The quarterly publication of the Stable Value Investment Association
Second
Quarter 2007 • Volume 11 Issue 2
Building Better Retirement Funds
By Randy Myers
Widely held assumptions about how people save for retirement are flawed, a Wall Street money manager told attendees at the SVIA's 2007 Spring Seminar. These false assumptions may be undermining the effectiveness of target-date retirement funds, one of the fastest-growing investment vehicles in 401(k) plans.
Anne Lester, a Managing Director and Senior Portfolio Manager with JPMorgan Asset Management, said that because of asset managers' flawed assumptions, some target-date retirement funds may not provide the secure retirement investors want from them, especially under worst-case market scenarios. Target-date funds are asset-mixed funds that rebalance as the investor ages and approaches retirement. They automatically become more conservative as investors approach retirement.

§ Source information:

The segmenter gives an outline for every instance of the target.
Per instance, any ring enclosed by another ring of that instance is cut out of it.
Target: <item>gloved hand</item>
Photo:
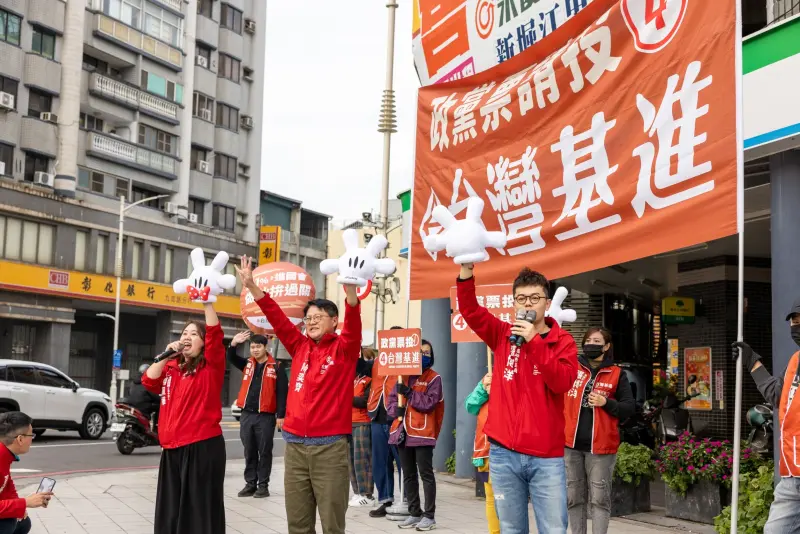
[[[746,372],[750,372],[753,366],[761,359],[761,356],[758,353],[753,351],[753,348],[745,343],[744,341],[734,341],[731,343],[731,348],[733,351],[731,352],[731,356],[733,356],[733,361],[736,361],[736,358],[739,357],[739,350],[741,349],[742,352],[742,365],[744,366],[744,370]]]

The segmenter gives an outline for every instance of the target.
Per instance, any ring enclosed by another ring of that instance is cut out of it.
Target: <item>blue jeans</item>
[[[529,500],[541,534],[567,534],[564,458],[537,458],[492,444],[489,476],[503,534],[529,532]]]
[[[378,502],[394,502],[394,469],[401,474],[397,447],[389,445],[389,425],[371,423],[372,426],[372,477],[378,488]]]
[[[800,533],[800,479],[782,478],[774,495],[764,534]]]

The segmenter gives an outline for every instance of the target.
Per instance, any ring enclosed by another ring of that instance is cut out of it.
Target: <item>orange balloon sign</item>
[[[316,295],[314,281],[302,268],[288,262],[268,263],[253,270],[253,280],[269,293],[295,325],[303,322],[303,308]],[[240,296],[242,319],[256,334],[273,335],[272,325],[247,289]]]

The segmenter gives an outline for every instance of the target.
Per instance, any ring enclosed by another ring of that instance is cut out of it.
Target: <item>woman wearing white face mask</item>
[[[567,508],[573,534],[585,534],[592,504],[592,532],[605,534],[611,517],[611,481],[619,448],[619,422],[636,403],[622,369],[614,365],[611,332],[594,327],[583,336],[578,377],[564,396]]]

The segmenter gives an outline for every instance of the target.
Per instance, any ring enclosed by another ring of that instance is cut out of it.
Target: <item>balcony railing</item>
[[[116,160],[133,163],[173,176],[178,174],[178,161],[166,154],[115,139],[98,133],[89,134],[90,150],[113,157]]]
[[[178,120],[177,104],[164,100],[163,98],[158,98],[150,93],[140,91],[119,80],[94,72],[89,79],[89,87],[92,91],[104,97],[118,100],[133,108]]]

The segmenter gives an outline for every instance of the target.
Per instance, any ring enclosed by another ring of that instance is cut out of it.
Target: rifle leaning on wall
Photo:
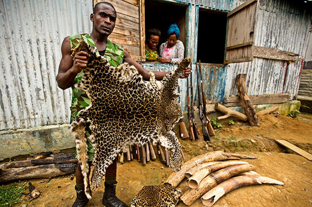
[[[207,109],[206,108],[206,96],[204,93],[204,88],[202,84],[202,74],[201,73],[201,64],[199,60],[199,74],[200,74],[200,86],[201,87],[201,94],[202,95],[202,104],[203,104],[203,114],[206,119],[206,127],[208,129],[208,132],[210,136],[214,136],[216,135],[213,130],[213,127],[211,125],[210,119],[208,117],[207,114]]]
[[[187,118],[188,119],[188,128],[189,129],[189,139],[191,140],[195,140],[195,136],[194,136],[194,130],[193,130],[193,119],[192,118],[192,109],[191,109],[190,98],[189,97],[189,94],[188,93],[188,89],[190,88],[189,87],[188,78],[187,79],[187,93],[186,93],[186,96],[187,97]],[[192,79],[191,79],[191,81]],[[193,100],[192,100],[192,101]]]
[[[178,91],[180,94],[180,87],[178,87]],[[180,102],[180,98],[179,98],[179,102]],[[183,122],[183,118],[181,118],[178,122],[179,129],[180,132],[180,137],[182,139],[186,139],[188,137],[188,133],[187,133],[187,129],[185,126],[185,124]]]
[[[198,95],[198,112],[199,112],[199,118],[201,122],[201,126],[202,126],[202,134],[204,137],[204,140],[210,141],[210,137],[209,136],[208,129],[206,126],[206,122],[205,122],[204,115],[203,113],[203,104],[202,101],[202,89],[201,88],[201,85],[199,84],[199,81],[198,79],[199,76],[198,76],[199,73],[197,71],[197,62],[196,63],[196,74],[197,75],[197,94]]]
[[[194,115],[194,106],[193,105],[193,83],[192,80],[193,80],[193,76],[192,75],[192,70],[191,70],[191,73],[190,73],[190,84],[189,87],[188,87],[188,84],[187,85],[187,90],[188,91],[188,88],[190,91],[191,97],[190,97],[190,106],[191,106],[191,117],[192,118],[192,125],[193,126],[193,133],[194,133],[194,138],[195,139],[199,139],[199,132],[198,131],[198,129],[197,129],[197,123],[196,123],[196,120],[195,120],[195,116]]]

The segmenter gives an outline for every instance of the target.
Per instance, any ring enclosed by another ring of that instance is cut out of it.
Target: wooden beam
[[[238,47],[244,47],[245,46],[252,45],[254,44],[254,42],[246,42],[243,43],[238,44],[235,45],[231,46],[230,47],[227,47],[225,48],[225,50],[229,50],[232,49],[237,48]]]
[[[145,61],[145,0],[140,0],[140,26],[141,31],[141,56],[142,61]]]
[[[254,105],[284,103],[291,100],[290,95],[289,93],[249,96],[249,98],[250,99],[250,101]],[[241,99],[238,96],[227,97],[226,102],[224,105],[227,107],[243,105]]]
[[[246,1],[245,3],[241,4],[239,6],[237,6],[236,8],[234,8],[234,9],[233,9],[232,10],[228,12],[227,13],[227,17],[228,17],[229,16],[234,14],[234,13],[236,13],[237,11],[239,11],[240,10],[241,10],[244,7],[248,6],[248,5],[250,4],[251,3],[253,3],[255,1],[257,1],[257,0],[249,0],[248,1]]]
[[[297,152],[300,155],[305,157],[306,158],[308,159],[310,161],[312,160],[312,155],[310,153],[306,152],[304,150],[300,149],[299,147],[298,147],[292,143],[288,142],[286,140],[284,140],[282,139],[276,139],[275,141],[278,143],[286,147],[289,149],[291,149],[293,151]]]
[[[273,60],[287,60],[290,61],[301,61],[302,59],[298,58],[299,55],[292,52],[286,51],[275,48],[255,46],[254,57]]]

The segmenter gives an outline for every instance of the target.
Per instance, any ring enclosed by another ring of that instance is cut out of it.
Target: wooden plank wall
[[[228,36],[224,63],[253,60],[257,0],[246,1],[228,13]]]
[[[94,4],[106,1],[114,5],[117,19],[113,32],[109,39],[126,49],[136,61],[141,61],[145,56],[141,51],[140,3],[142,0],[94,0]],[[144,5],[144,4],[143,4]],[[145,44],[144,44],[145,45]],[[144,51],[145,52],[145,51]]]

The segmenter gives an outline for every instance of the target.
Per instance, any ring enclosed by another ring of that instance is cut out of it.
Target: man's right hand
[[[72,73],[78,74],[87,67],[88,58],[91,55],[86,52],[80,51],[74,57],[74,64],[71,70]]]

§ Assignment 1: In the article on target-date retirement funds, render this sentence in Spanish: "They automatically become more conservative as investors approach retirement."
§ Assignment 2: According to the target-date retirement fund article, which firm employs Anne Lester?
§ Assignment 3: Continue the article on target-date retirement funds from its last sentence.
You won't need the items for any of this.

§ Written reply 1: Se vuelven automáticamente más conservadores a medida que los inversionistas se acercan a la jubilación.

§ Written reply 2: JPMorgan Asset Management.

§ Written reply 3:
In calculating how much investors will need in retirement and how their target-date funds should be constructed, Lester said asset managers make several assumptions. They often assume that 401(k) participants will gradually increase their savings deferral rates to 10 percent of salary by age 35, enjoy annual salary increases, not borrow from their accounts prior to retirement, and smoothly withdraw about 4 percent to 5 percent of their assets from their accounts once they do retire.
In fact, Lester said, an analysis of the behavior of the more than 1.3 million participants in a proprietary JPMorgan database shows that they increase their deferral rates slowly, typically not reaching 10 percent of salary until age 55. They get raises only every two to three years, not annually. Twenty percent borrow, on average, 15 percent of their account balance prior to retirement. And the average participant withdraws more than 20 percent of their account balance shortly after retiring rather than parceling it out at a conservative rate of 4 percent to 5 percent annually.
Among other things, Lester said, these misperceptions can lead asset managers to calculate that investors will need higher levels of income in retirement than they actually do need. The result is higher-than-warranted allocations to equities in their target-date retirement funds once they've stopped working. "We think people are making very dangerous assumptions about the length of time people are staying in their plans," Lester said. "We think the actual time horizon is much shorter, which influences how much equity their portfolios should have at the end."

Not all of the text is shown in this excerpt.